→ Problem to solve
Find every line in the material below that contains the word "tunic", and copy each of those lines.

→ Dataset
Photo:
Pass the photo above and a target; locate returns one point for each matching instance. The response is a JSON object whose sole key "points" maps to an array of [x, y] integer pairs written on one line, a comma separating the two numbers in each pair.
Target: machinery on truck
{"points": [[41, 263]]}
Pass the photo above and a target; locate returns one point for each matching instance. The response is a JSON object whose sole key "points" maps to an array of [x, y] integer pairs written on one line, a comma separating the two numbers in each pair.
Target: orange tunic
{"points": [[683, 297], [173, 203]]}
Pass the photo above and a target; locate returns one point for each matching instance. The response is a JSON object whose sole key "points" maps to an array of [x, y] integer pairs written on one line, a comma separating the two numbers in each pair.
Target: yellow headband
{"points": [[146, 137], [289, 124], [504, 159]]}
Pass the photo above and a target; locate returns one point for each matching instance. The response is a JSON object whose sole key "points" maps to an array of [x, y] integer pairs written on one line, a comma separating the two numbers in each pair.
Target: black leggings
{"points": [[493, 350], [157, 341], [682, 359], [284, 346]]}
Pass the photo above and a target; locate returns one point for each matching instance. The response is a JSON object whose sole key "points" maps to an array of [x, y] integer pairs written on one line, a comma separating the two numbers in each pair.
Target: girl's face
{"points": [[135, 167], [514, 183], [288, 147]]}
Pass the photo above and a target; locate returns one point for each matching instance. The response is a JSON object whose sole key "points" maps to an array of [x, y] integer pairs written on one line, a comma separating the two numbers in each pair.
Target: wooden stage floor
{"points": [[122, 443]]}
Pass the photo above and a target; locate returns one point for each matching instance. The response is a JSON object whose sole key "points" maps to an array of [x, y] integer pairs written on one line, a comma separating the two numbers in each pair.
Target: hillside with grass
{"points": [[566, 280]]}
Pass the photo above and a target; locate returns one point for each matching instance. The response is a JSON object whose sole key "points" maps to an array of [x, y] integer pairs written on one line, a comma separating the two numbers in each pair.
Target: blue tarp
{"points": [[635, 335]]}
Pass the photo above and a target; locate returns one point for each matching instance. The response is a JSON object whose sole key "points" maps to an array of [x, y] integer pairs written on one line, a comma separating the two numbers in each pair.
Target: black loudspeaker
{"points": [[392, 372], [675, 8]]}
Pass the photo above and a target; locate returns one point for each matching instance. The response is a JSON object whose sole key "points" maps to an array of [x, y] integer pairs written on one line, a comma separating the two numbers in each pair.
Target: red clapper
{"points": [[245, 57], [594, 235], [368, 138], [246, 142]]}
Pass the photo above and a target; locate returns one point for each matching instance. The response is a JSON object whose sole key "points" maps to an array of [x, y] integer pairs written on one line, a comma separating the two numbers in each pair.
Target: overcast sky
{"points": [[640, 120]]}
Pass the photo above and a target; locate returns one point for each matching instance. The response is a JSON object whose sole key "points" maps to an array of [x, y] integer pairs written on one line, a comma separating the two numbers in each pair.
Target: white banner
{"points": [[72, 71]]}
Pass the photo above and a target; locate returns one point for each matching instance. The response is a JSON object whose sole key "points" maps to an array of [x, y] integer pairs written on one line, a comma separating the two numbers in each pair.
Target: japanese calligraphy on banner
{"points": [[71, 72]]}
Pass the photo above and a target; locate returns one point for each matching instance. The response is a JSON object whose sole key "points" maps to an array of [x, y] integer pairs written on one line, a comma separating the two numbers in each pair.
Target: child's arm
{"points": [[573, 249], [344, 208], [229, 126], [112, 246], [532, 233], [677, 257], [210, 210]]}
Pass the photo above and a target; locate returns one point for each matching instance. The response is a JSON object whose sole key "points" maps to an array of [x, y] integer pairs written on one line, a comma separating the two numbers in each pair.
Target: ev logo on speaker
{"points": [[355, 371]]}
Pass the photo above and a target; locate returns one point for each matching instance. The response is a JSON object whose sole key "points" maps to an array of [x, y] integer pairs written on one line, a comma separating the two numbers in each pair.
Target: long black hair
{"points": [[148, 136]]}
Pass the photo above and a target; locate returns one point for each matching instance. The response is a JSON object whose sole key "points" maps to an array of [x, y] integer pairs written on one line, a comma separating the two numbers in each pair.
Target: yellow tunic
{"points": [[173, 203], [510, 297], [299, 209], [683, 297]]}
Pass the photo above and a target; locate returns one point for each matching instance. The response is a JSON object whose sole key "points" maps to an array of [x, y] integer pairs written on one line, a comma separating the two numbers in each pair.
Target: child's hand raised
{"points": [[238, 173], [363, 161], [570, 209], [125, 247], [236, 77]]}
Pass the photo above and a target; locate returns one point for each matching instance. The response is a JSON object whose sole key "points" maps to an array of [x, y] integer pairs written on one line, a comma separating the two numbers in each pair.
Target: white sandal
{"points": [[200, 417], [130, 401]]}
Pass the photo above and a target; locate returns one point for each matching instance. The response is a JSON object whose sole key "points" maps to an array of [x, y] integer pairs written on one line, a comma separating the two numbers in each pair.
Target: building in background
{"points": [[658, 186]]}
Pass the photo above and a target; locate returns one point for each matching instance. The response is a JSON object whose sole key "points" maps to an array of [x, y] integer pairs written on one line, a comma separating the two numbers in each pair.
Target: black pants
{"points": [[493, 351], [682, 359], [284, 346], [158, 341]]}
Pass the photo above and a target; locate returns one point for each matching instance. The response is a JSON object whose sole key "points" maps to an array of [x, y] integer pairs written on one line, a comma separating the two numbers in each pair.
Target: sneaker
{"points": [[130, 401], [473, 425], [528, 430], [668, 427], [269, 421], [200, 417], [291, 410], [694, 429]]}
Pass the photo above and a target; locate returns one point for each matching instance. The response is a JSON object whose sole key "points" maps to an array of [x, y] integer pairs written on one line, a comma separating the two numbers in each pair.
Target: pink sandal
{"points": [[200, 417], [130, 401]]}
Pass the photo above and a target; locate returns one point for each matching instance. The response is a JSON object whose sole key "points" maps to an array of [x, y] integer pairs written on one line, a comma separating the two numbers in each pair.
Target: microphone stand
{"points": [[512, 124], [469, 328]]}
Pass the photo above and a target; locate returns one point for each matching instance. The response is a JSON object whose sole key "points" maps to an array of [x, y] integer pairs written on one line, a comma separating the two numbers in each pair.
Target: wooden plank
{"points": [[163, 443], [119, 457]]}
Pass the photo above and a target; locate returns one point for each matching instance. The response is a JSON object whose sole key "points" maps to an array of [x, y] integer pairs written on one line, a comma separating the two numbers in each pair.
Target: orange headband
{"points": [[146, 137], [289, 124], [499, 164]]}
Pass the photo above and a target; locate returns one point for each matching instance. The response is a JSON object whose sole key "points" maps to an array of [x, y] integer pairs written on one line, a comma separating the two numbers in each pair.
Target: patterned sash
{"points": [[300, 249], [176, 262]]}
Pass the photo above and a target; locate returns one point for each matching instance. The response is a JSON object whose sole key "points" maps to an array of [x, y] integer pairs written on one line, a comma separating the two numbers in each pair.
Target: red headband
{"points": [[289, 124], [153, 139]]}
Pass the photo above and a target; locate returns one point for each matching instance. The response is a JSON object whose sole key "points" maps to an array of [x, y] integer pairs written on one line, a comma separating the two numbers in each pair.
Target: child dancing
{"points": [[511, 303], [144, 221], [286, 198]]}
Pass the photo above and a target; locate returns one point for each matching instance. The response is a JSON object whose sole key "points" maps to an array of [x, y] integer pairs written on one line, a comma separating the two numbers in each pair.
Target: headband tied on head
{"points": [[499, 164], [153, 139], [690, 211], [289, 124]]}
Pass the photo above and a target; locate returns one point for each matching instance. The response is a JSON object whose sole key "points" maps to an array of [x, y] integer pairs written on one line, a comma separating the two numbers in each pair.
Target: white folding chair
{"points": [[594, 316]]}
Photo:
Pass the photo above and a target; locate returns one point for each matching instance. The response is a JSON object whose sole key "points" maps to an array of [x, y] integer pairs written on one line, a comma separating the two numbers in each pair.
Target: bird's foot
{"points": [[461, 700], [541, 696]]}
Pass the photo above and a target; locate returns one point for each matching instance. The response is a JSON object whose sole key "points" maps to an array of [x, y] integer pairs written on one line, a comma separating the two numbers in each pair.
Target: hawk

→ Final answer
Target: orange tunic
Target: yellow tunic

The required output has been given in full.